--- Task requirements ---
(1) Within the entries, begin at the line that has "Target: column capital" and stop after the line that has "[(230, 47), (51, 160)]". Write those lines out again with "pillar" substituted for "column", leaving everything else unchanged.
(2) Please continue the John Linvill obituary from its final sentence.

--- Supplied text ---
## BEGIN

John Linvill, professor emeritus of electrical engineering at Stanford and inventor of the Optacon reading device for the blind, died on Feb. 19. He was 91.
Linvill was a revered figure at Stanford as much for his self-effacing and unpretentious style as for his engineering foresight and his commitment to the entrepreneurial spirit. He chaired the Department of Electrical Engineering from 1964 to 1980 and was a seminal figure in the School of Engineering during the 1960s and ’70s heyday that fed well-trained electrical engineers to an eager and growing Silicon Valley.
Born and raised in Missouri, Linvill received a bachelor’s degree in mathematics from William Jewell College in 1941 before enrolling at the Massachusetts Institute of Technology, where he earned his bachelor’s, master’s and doctoral degrees in electrical engineering. After two years as an assistant professor at MIT, Linvill joined Bell Labs, doing research on transistor circuit design problems.
Linvill was content at Bell Labs, but in 1954, Stanford Engineering Dean Fred Terman came calling. Terman had in hand an unexpected gift from Sid Gilfillan, who expressed an interest in bringing someone to Stanford to build a program in the application of transistors. Terman’s search led him to Linvill, who had earned a reputation as a proven and popular teacher while at MIT and an outstanding scholar in research in transistor circuits.
In 1955, Linvill became Stanford’s first appointment in a discipline that helped to shape an industry that in turn shaped the world. While the trajectory of Stanford’s program began with transistor circuit design, it took a dramatic turn in 1956 with the arrival of William Shockley in Palo Alto, the heart what is now Silicon Valley.
A shrewd judge of talent
During Linvill’s career in the Department of Electrical Engineering, he repeatedly exhibited an intuitive understanding of transformative moments in research. He was able to see a breakthrough, to imagine its potential importance and to set in motion the wheels to make sure that Stanford led, always. He was a shrewd judge of his own talents and strengths, and an even shrewder judge of talent in others he wanted to join Stanford to realize the rare opportunity being presented to those with an entrepreneurial bent.

## END

--- Pointing records ---

## BEGIN

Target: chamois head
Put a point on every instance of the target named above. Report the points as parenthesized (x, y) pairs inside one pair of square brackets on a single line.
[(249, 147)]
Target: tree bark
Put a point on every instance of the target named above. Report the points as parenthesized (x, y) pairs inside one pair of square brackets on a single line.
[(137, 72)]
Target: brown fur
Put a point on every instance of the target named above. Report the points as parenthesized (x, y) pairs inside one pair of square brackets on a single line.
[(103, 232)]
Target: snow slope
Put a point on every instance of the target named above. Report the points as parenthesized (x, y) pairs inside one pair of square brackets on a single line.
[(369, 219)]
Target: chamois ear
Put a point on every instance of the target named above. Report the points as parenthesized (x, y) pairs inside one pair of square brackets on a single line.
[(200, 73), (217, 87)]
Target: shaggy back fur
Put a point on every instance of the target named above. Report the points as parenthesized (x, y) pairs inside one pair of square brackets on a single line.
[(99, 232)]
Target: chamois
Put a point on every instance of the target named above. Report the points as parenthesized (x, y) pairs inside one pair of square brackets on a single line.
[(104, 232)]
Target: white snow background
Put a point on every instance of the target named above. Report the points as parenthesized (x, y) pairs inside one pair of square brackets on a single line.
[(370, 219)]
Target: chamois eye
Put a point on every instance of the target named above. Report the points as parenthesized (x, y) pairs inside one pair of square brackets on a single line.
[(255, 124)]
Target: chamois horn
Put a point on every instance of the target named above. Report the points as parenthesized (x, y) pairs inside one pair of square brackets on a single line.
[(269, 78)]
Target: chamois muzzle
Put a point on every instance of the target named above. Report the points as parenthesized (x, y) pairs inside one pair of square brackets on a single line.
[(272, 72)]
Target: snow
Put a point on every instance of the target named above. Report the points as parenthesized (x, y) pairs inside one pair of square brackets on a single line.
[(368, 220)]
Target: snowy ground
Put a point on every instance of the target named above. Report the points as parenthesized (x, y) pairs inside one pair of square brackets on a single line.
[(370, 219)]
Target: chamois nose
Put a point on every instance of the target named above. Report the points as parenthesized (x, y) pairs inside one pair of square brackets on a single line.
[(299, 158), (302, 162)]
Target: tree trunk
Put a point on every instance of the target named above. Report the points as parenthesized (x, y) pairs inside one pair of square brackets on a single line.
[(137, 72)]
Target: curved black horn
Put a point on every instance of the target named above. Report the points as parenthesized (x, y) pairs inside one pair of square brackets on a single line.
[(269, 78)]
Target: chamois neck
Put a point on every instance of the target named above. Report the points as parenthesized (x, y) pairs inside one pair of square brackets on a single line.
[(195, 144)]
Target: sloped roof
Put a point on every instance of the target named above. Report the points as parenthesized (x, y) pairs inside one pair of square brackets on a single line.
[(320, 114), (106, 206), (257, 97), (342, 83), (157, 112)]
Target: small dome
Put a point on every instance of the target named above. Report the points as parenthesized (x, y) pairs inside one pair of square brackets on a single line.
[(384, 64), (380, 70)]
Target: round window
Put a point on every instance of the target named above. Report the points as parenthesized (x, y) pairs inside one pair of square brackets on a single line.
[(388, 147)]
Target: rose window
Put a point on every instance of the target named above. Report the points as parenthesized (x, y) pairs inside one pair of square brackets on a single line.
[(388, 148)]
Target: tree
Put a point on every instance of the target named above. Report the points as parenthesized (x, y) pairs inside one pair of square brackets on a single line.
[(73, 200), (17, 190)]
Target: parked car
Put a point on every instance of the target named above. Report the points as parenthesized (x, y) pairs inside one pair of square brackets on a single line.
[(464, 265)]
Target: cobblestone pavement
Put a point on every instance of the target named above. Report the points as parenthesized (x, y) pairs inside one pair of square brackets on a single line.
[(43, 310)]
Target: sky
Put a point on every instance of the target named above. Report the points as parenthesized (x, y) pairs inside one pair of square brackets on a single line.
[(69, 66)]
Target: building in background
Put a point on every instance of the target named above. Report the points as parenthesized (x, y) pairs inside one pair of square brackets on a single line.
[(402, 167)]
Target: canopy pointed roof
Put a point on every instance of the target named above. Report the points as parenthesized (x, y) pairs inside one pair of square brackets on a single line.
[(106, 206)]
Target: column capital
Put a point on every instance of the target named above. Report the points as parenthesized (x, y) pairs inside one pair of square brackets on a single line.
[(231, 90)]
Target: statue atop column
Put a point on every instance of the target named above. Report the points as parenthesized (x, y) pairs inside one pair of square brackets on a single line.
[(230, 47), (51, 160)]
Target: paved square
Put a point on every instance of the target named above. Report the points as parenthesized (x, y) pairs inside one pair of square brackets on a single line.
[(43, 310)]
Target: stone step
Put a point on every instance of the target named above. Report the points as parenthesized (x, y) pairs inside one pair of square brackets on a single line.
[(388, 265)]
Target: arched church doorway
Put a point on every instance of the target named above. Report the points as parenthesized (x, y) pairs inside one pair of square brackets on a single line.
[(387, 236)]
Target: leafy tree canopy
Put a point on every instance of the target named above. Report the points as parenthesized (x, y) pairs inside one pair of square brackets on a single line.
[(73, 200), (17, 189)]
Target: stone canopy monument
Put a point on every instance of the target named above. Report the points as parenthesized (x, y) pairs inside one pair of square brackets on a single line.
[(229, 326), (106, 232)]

## END

--- Exercise responses ---
(1)
Target: pillar capital
Put a point on every instance of the target named above. Report the points as parenthesized (x, y) pairs inside one pair of square brackets on a single line.
[(231, 90)]
Target: statue atop pillar
Put a point on every instance of the target named above. Report the points as parenthesized (x, y) pairs inside one pair of square brackets on a single line.
[(230, 47), (51, 160)]

(2)
It was this quality that led Linvill to contemplate the sort of academic preparation that would best suit electrical engineering students intent on joining the nascent semiconductor industry. Linvill had to decide whether Stanford students would be better served by a curriculum in traditional circuit design or one that included a strong component of semiconductor device physics and fabrication.
Characteristically, Linvill tested his hypotheses on people of insight. In the fall of 1956 – the year William Shockley shared the Nobel Prize for the invention of the transistor – Linvill realized that he, Terman and Shockley held a similar view: that Silicon Valley would most need electrical engineers skilled in the art of semiconductor device design and fabrication.
Early conversations among the inventors led to a proposal in which Stanford would establish a laboratory where electrical engineering students could research semiconductor devices. But semiconductor fabrication was not yet part of any university curriculum and was, in some circles, considered dangerous for students.
Shockley believed the young professionals in his company were models for a new sort of engineer, and he agreed to provide the training necessary for Stanford to build a device fabrication laboratory. Stanford, in turn, would place a faculty member in Shockley’s firm to learn the technology.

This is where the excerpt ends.